Extracted text:
Competence: You actually need to be able to present the arguments clearly and without philosophical jargon. In the examples above, I had personally changed, at some earlier point, from the believing that morality was subjective, that all non-quantum probabilities are subjective, and that the measurement problem wasn’t serious to believing the opposite. And I had done so on the force of philosophical arguments. So I was familiar with what convinced me and what didn’t.

Luke Rybuck
Luke Rybuck
Reply to  Siddharth Muthukrishnan
2 years ago

As an aspiring physicist it drives me insane that there are people in the field who refuse to recognize the measurement problem. It feels like watching toddlers plug their ears when they are upset.

Luciano Maldonado
2 years ago

“To what extent do you think” VS “To what extent do you quantize” is the epithome of philosophy vs science.

JTD
JTD
2 years ago

Philosophy is about noticing that there’s something you’ve been taking for granted, and maybe it’s time to have second thoughts about it. Again, if that’s your view of what philosophy requires, there are a great many people in my line of work who don’t live up to that. That is just disappointing. They’re just very, very confident in the way they do things, and they’re not going to have second thoughts.

Sadly, even among those philosophers who live up to this ideal in general when it comes to philosophical questions, there is a tendency to fall short of it as soon as politics comes into play. Indeed, some seem more willing to take seriously the possibility that their belief in the external world or in a persisting self over time might be wrong than they are to take seriously the possibility of their favoured positions on what gender is, or how racial injustice is best corrected are mistaken.

David Monroe Thurman
2 years ago

Art… I didn’t hear any mention of art. Nature itself I really didn’t get any sense of connection to nature at all. Since nature’s it’s current condition may be the most pressing if all philosophical questions requiring a response I am a bit surprised by the article.

A. Misra
2 years ago

The interviewer is way too dismissive of Nietzsche’s continuing relevance in this interview (and conversely too admiring of his twitterati friends).
After all, what better describes the current situation we face right now and the hostile intentions of the ruling class if not the Will to PowerL
But our delusional interviewer and his friends know of far superior ways of framing the case now. Pity he didnt share them with us.

Professor Apricot
2 years ago

It’s a very good question.

I recently refereed a paper in philosophy of education, and in my report wrote, “I wish more philosophy papers were so thoughtful”. I was keenly aware of the irony.

One issue I think about quite a bit is professional philosophers setting themselves up to ‘have a view on X’. Surely this is the best way to make a name for oneself in a very noisy and competitive intellectual environment? But to my mind, too often this results in professional philosophers producing bad a priori social science, law, or public policy. And when I say bad, I mean embarrassingly bad. (It seems to me that ethicists are some of the worst offenders here.)

Collected material:
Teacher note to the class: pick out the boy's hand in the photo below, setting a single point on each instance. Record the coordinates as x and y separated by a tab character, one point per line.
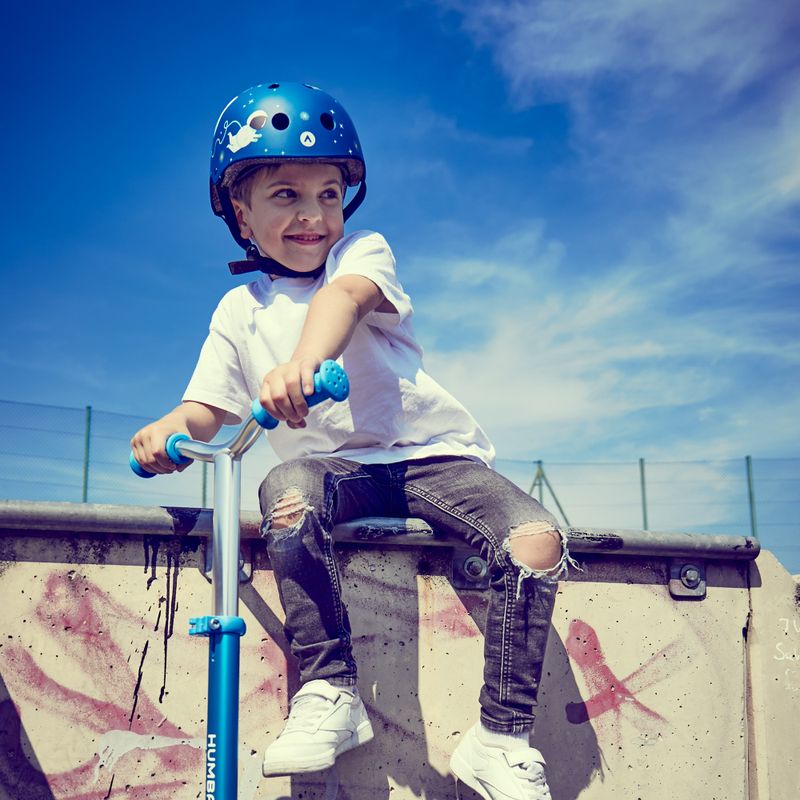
284	390
148	446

What is being asked:
Carry on the philosophy comment thread at the top of the page, starting right after its last sentence.

Answer below:
What’s the alternative? I would like to see philosophy as the ‘anti-discipline’. Like when anti-matter meets matter, when other disciplines come into direct contact with philosophy, they can find some of their most fundamental structures disintegrating…

Contrary to popular opinion amongst the people of the long CV and multiple academic awards and Honours for being an eminent authority, this may not be a bad thing.

Hey Nonny Mouse
Hey Nonny Mouse
2 years ago

I don’t think that there is a single correct definition of what it is to be philosophical. The most common feature of historical philosophers seems to be a desire to discover fundamental truths about the universe. Where they succeeded, new disciplines broke away from philosophy. Most of the questions we are left with will never get definitive answers, so someone looking for them will be disappointed.
Those who think philosophy is useless should be campaigning to put an end to professional philosophy. It’s an injustice to take money for something useless, especially if we don’t make it clear that it is useless.
I agree that there are many philosophers who don’t seem to question their own opinions. Many seem not to know, or care about, the case against their own view. I’m sure we are all guilty here to some degree, but the problem is rife.

Dr. Navneet Chopra
Dr. Navneet Chopra
Reply to  Hey Nonny Mouse
2 years ago

I believe in philosophy at two levels – 1. Pre-science philosophy, 2. Post-science philosophy.

Early Greek philosophers, classical Indian Philosophy seem to be in first category, while some works like that of Bertrand Russell (e.g Human Knowledge: its scope and limits) seem to be that of second category. Modern cognitive sciences based on evolution (phylogenetics) , developmental psychology (ontogenetics), primatology, cognitive neuroscience, psycholinguistics, neurolinguistic, physic (esp. Quantum physics, Relativity theories) ,etc. along with phenomenology (esp. Heideggerian and Merleau-Pontyian, but also “some” Husserlian) is also of the second category. It deals with philosophical questions from the integration of insights from above mentioned sciences. Philosophy deals with – what does ‘this all’ (universe, life, society, mind) mean? And it raised questions, speculated on them under first level when there was no science. Now we have science, and now we need to ask the same fundamental questions by taking the raw material from (above mentioned) sciences.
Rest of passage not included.